[Supplied data — start]

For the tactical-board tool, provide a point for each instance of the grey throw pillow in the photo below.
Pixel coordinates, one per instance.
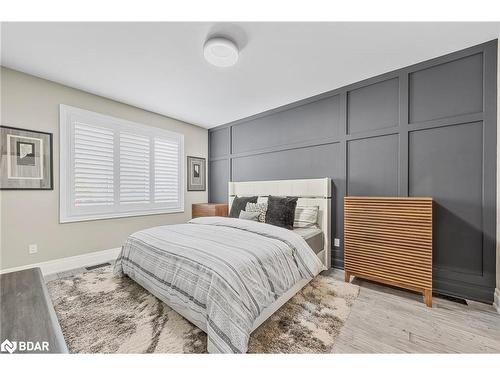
(239, 204)
(281, 211)
(254, 216)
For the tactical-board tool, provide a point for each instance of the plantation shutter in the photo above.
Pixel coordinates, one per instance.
(134, 169)
(115, 168)
(93, 166)
(166, 170)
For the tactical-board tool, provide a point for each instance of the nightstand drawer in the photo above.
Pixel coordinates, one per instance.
(209, 209)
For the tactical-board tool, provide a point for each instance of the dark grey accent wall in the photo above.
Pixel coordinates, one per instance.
(424, 130)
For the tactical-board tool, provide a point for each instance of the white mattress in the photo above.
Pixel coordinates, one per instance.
(313, 236)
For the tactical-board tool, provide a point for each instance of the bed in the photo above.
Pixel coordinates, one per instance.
(227, 275)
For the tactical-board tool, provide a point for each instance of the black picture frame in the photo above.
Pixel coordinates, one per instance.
(192, 162)
(50, 157)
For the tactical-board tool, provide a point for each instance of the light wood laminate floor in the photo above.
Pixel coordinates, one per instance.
(390, 320)
(384, 319)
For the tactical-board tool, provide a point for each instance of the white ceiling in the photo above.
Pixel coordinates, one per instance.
(160, 66)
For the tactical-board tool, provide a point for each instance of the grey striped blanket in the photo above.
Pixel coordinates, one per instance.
(219, 273)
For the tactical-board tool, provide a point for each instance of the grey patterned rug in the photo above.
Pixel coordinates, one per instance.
(102, 313)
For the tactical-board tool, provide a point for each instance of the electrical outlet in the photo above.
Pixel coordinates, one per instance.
(33, 248)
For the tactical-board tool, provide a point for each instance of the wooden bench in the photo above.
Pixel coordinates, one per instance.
(27, 314)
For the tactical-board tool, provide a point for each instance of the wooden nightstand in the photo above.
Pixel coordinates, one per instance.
(209, 209)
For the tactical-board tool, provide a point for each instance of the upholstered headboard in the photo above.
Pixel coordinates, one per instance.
(311, 192)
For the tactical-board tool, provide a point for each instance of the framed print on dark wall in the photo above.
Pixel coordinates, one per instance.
(25, 159)
(196, 174)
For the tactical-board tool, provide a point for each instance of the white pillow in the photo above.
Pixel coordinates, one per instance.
(254, 216)
(261, 208)
(305, 216)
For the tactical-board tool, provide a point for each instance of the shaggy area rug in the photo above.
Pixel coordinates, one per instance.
(102, 313)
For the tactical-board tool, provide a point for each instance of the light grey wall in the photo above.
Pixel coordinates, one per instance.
(426, 130)
(29, 217)
(498, 184)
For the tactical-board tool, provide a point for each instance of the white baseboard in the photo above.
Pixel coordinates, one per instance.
(70, 263)
(496, 303)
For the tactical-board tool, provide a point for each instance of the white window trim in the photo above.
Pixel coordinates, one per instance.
(67, 114)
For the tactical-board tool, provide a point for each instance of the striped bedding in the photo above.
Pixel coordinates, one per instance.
(219, 273)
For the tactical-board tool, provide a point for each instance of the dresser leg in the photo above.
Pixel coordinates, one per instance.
(428, 297)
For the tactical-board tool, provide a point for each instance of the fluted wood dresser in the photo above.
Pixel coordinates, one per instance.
(389, 240)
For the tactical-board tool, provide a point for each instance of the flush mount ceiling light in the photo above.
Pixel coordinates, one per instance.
(221, 52)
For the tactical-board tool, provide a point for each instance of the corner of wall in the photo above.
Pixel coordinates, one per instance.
(497, 293)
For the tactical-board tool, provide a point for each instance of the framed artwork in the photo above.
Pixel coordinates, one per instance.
(25, 159)
(196, 174)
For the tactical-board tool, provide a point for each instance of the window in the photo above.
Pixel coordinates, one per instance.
(115, 168)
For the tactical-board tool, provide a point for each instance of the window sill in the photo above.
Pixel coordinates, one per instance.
(120, 215)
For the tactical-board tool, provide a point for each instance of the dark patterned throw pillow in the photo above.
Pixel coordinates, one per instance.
(239, 204)
(281, 211)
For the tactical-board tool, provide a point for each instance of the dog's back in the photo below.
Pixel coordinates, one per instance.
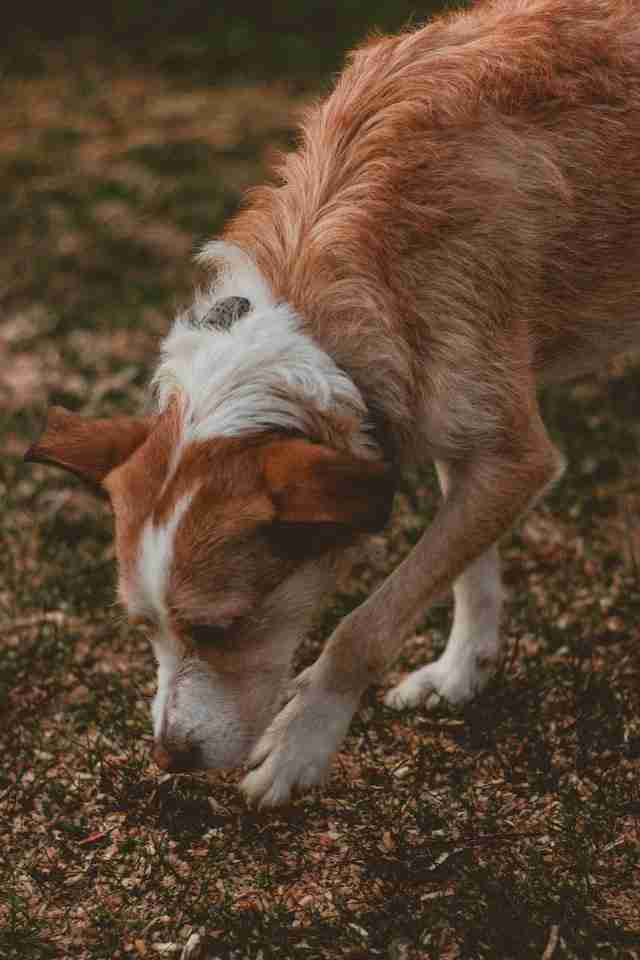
(469, 183)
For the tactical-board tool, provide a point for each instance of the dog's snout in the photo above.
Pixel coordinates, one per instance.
(174, 758)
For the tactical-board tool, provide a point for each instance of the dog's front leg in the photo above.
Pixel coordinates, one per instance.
(489, 493)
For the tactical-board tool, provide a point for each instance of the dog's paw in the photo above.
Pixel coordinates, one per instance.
(296, 751)
(438, 682)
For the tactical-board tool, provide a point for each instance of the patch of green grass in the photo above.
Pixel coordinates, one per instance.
(509, 829)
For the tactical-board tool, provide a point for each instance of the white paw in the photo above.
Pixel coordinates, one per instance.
(454, 682)
(296, 751)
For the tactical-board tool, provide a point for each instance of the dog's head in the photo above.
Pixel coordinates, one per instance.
(225, 547)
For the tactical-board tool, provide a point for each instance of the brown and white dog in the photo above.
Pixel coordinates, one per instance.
(460, 222)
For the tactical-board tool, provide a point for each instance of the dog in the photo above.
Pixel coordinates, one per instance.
(460, 223)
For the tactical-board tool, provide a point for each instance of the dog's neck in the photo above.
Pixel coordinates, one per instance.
(260, 372)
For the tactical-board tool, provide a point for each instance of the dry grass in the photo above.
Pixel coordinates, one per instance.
(510, 830)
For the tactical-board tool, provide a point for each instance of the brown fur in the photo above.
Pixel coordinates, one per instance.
(460, 222)
(465, 187)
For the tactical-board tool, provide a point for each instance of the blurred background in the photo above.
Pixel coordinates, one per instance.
(128, 133)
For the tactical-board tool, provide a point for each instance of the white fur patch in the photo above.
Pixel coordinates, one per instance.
(154, 559)
(262, 373)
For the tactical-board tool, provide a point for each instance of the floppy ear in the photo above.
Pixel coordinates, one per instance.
(86, 446)
(310, 483)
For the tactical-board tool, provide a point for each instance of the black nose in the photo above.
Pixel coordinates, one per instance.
(177, 759)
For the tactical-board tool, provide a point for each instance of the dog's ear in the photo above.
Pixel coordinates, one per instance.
(309, 483)
(88, 447)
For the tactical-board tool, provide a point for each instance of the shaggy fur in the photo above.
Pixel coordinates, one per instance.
(459, 223)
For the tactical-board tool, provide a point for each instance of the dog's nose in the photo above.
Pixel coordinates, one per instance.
(177, 759)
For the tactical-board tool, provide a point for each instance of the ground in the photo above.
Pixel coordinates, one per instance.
(508, 830)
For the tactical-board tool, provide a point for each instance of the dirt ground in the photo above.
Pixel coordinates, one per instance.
(508, 830)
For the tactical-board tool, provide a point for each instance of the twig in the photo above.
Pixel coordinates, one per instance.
(550, 948)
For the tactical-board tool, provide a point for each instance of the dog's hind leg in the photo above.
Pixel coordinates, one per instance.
(473, 649)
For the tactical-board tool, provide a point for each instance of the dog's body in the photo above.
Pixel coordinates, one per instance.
(461, 222)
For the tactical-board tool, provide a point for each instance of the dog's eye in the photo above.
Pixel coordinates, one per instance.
(209, 634)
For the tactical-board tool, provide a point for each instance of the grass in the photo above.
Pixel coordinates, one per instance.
(509, 830)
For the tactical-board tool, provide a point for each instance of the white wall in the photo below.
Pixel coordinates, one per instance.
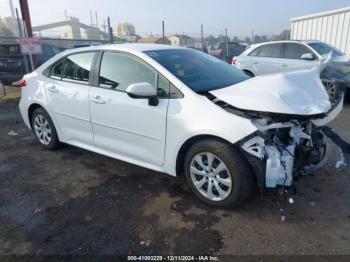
(332, 27)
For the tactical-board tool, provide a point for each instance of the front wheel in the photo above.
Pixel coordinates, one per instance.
(218, 174)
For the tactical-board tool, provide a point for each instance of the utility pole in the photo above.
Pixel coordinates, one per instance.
(26, 16)
(226, 40)
(163, 32)
(202, 37)
(21, 35)
(110, 30)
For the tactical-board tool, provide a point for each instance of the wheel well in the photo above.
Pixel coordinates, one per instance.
(31, 111)
(186, 146)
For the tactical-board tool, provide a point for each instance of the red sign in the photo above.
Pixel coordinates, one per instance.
(31, 45)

[Supplied data — finish]

■ Problem: Give back every record exactly. Omit the pictures.

■ Answer space:
For the tactical-board tool, provide a point for each instance of the grey throw pillow in the photo below.
Pixel coordinates, one per instance.
(239, 204)
(281, 211)
(254, 216)
For the tactical-board tool, provide a point for each instance of the plantation shutter in the photo above.
Pixel coordinates, one per instance.
(134, 169)
(115, 168)
(93, 166)
(166, 170)
For the tactical-board tool, provide a point for each instance of the nightstand drawer in the photo above.
Pixel coordinates, one per instance.
(209, 209)
For the tactical-board tool, provide a point for each instance of the dark grey accent wall in the photo above.
Pixel coordinates, one per instance.
(424, 130)
For the tactical-board tool, provide a point for each instance of the white mattress in the photo above.
Pixel coordinates, one per instance.
(313, 236)
For the tactical-board tool, provide a point for each instance of the bed in the photo above.
Pixel coordinates, one per instance.
(227, 275)
For the tactical-board tool, provide a point for each instance of the black picture frame in the photo above.
Pixel coordinates, one per instance.
(192, 162)
(50, 157)
For the tactical-board tool, provide a point for each instance of the light wood laminate floor in the photo above.
Pixel coordinates, one per instance.
(390, 320)
(384, 319)
For the tactical-board tool, provide a point for each instance of the white ceiling in the photo above.
Pixel coordinates, one per instance.
(160, 66)
For the tactical-board tool, provide a point for each instance of the grey striped blanket in the photo above.
Pixel coordinates, one per instance.
(219, 273)
For the tactical-board tool, provide a point for each instance of the grey patterned rug in the photo above.
Pixel coordinates, one per instance.
(102, 313)
For the tactical-board tool, provide a point for each instance of the electrical outlet in the photo above.
Pixel coordinates, one per instance.
(33, 248)
For the tactical-board tool, provide a point for each instance of the wooden bench in the photo above.
Pixel coordinates, one per instance.
(27, 314)
For the tactical-board tool, provide a point for each instance of the wooden nightstand in the photo above.
Pixel coordinates, one per instance.
(209, 209)
For the tactical-board tool, provide a point for each instance of the upholstered headboard in the photo above.
Pixel coordinates, one per instance.
(311, 192)
For the tactical-board tool, provide a point for each instance of the framed print on dark wall in the photo above.
Pixel coordinates, one per instance.
(25, 159)
(196, 174)
For the tactical-board tool, provide a point for each instance of the white pillow in the photo above.
Pixel coordinates, one per instance.
(254, 216)
(261, 208)
(305, 216)
For the tactical-board tool, provide a point for each instance of the shaggy area rug in the photo above.
Pixel coordinates, one per instance.
(102, 313)
For the tactical-board tool, provide a point for each instance of the light grey wall in the photo above.
Pixel coordinates, one per instance.
(426, 130)
(29, 217)
(498, 184)
For the tactical-board tool, provide a point for each instance of the white baseboard in the photo above.
Pixel coordinates, one per instance.
(70, 263)
(496, 303)
For the tactical-board tool, provide a point for each instance of the white window trim in the photo above.
Pixel coordinates, one per instance.
(67, 114)
For the tactical-board tool, provide a point for each instance of the striped bedding in the photo above.
Pixel coordinates, one per instance.
(219, 273)
For the tactical-board tool, provide a point for each instance of the dresser leg in the photo above.
Pixel coordinates, one per instance.
(428, 297)
For the tactical-board tool, provide a point for each instance of the fluted wood dresser in the photo above.
Pixel coordinates, one per instance.
(389, 240)
For the tactical-board tool, provide a point for each instance of the flush mount ceiling light in the photo above.
Pixel coordinates, one per instance.
(221, 52)
For the tactical-board tool, provide a point for each instance of the corner of wall in the photo above.
Pixel coordinates, one per instance.
(497, 293)
For the tactical-board tool, provide a point for each instance of the framed artwork in the photo above.
Pixel coordinates, one per instance.
(25, 159)
(196, 174)
For the tactical-board tool, provide a point for each instance of the window in the photo above.
Pixel coordinates, one per instance.
(115, 168)
For the tactical-board tool, provide a point for each instance of the window sill in the photo above.
Pixel coordinates, one per instance.
(120, 215)
For the tactical-board tool, provide a point for each instance of the dark patterned throw pillow in the photo above.
Pixel coordinates, one per instance.
(239, 204)
(281, 211)
For the tactical-board tool, provide a point for each instance of the dog's back in the photo below.
Pixel coordinates, one per instance.
(469, 183)
For the tactical-board tool, provide a point for each instance of the dog's snout in the photo above.
Pixel coordinates, one per instance.
(174, 758)
For the tactical-board tool, provide a point for each instance of the dog's front leg in the photo above.
Pixel coordinates, one per instance.
(489, 493)
For the tactical-board tool, provide a point for each instance of the dog's paw in the photo above.
Pixel coordinates, one per instance.
(296, 751)
(438, 682)
For the tactical-board tool, provide a point for each instance of the patch of green grass in the photo above.
Pixel coordinates, one per instance.
(509, 829)
For the tactical-board tool, provide a point for each instance of the white paw in the photo above.
Pixel coordinates, one per instance.
(454, 682)
(296, 751)
For the tactical-board tool, provide a point for each instance of the dog's head in the photo above.
Pixel coordinates, one per instance.
(225, 547)
For the tactical-board tool, provide a point for each instance of the brown and white dog in the photo above.
Pixel coordinates, one per instance.
(460, 222)
For the tactical-board tool, provide a point for each instance of the dog in the photo above.
Pixel coordinates, one per instance.
(460, 223)
For the tactical-board tool, provide a point for each instance of the dog's neck in the photo above.
Pixel coordinates, one per instance.
(260, 372)
For the tactical-board tool, provide a point for each instance of the dry grass in the photo above.
Pixel coordinates, one per instance.
(510, 830)
For the tactical-board tool, provide a point for each instance of the brown fur in the photo above.
Pixel coordinates, one per instance.
(460, 222)
(465, 187)
For the tactical-board tool, provide a point for each instance of the blurred background in the photo above.
Pixel coordinates, one per instance.
(128, 133)
For the tactical-board tool, provide a point for each instance of the white fur patch in the photo above.
Pixel coordinates, one per instance.
(154, 559)
(262, 373)
For the tactical-board tool, provide a point for each instance of the floppy ear in the photo above.
Pixel coordinates, one per instance.
(86, 446)
(310, 483)
For the tactical-board tool, provide a point for each instance of the black nose in the photo above.
Pixel coordinates, one per instance.
(177, 759)
For the tactical-board tool, provide a point for each instance of the dog's ear in the photo above.
Pixel coordinates, one per instance.
(309, 483)
(88, 447)
For the tactical-board tool, provide a point for each instance of the shaggy fur in the photo above.
Pixel coordinates, one per instance.
(459, 223)
For the tactical-board tool, provide a point for each instance of the dog's nose in the photo above.
Pixel coordinates, one per instance.
(177, 759)
For the tactical-board tool, provide a point for each instance of the ground in the photo above.
Pixel coordinates, one per instance.
(508, 830)
For the tactical-board tool, provide a point for each instance of the dirt ground in the photo above.
Pixel coordinates, one per instance.
(508, 830)
For the tactical-board tool, provide a point for each instance of the twig in the photo above.
Pixel coordinates, one per instance.
(550, 948)
For the tactical-board tool, provide a point for each instance of the dog's hind leg in the photo above.
Pixel coordinates, one per instance.
(473, 649)
For the tactical-board tool, provide a point for each instance of the dog's body in the photo above.
Pixel coordinates, one per instance.
(461, 222)
For the tactical-board tool, provide a point for each instance of the dog's eye in the photo above.
Pixel coordinates, one per instance.
(209, 634)
For the tactical-board tool, provide a point for each instance of the grass in the photo above.
Pixel coordinates, one per instance.
(509, 830)
For the tactical-board tool, provide a point for each instance of the white wall in the photo below.
Pixel coordinates, one per instance.
(332, 27)
For the tactical-board tool, provide a point for each instance of the front wheel in the photo above.
Pixel coordinates, one per instance.
(218, 174)
For the tactical-board tool, provide a point for each instance of the utility pole in the photo above.
Pixel coordinates, one per instance.
(26, 16)
(226, 40)
(163, 32)
(202, 37)
(21, 35)
(110, 30)
For the tactical-board tool, provide a point for each instance of the wheel well in the photo above.
Pixel coordinates, one per instance.
(31, 111)
(186, 146)
For the tactical-board tool, provide a point for each instance of the red sign in the photo above.
Pixel coordinates, one per instance.
(31, 45)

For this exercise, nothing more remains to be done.